Page extract »
* start *

Tuesday, 24 February 2015

Loading SOS in windbg. Why is it never quite as easy as you hope it’ll be?

I started analysing a production crash dump at my desk, with a set of libraries that don’t match those installed on the production server. Typically windbg would complain:

> !clrstack
The version of SOS does not match the version of CLR you are debugging.  Please
load the matching version of SOS for the version of CLR you are debugging.
CLR Version: 4.0.30319.1026
SOS Version: 4.0.30319.18444
Failed to load data access DLL, 0x80004005
Verify that 1) you have a recent build of the debugger (6.2.14 or newer)
            2) the file mscordacwks.dll that matches your version of clr.dll is 
                in the version directory or on the symbol path
            3) or, if you are debugging a dump file, verify that the file 
                mscordacwks___.dll is on your symbol path.
            4) you are debugging on supported cross platform architecture as 
                the dump file. For example, an ARM dump file must be debugged
                on an X86 or an ARM machine; an AMD64 dump file must be
                debugged on an AMD64 machine.
 
You can also run the debugger command .cordll to control the debugger's
load of mscordacwks.dll.  .cordll -ve -u -l will do a verbose reload.
If that succeeds, the SOS command should work on retry.
 
If you are debugging a minidump, you need to make sure that your executable
path is pointing to clr.dll as well.

* end *

To-do list »
1/ In the post about loading SOS in windbg, which CLR version does the error message report?
2/ Write the next part of the post about loading SOS in windbg, picking up after its last sentence.

Dataset excerpt »
* start *

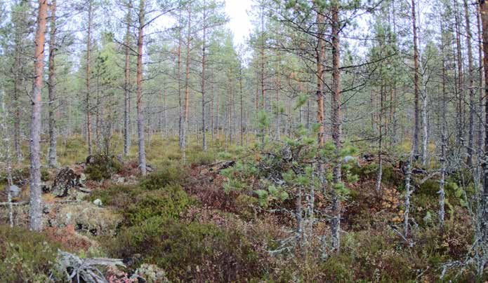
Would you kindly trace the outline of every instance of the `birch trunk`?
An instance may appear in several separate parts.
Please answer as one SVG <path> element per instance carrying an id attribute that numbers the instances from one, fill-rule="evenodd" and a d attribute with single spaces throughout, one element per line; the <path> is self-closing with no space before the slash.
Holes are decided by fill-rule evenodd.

* end *

Results for each task »
1/ 4.0.30319.1026

2/
The first step is to get hold of the correct libraries from the server:

cp \\server\c$\windows\microsoft.net\Framework64\v4.0.30319\sos.dll c:\temp
cp \\server\c$\windows\microsoft.net\Framework64\v4.0.30319\mscordacwks.dll c:\temp
cp \\server\c$\windows\microsoft.net\Framework64\v4.0.30319\clr.dll c:\temp

In theory at that point, I should just be able to run

> .load c:\temp\sos.dll
> !clrstack

but sadly still no joy. If I run

> .chain

it tells me that it knows about more than one version of SOS

…
Extension DLL chain:
    C:\Windows\Microsoft.NET\Framework64\v4.0.30319\sos: image 4.0.30319.18444, API 1.0.0, built Wed Oct 30 21:40:20 2013
        [path: C:\Windows\Microsoft.NET\Framework64\v4.0.30319\sos.dll]
    c:\temp\sos.dll: image 4.0.30319.1026, API 1.0.0, built Thu Jul 03 07:58:50 2014
        [path: c:\temp\sos.dll]
…

I can unload the non-useful one

> .unload C:\Windows\Microsoft.NET\Framework64\v4.0.30319\sos

and then run SOS commands happily.